— Given instruction —
Rewrite the items below with "indented" substituted for every occurrence of "pretty-printed", keeping everything else the same. Leave the pictures out of your version.

[begin Data in this exercise]

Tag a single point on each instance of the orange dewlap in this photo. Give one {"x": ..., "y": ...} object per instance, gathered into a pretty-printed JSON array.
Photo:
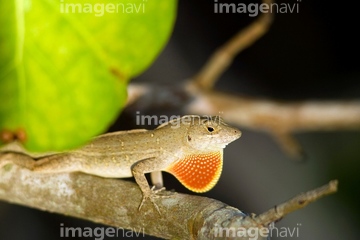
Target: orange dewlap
[{"x": 198, "y": 172}]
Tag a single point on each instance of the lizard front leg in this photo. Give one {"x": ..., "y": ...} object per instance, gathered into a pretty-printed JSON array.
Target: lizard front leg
[{"x": 139, "y": 170}]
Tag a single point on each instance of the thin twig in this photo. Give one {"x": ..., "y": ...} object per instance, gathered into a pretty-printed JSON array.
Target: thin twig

[end Data in this exercise]

— Finished answer —
Tag a single point on each instance of the orange dewlap in this photo. Give one {"x": ..., "y": ...} object per instance, gathered into a indented JSON array.
Photo:
Target: orange dewlap
[{"x": 198, "y": 172}]
Tag a single point on each instance of the lizard front leg in this photo. Give one {"x": ..., "y": ...} object per instance, gathered into a indented JSON array.
Target: lizard front leg
[{"x": 139, "y": 170}]
Tag a single point on each instance of the thin twig in this photo. Give one {"x": ..., "y": ...} object per instance, gathered into a indented JSON array.
Target: thin twig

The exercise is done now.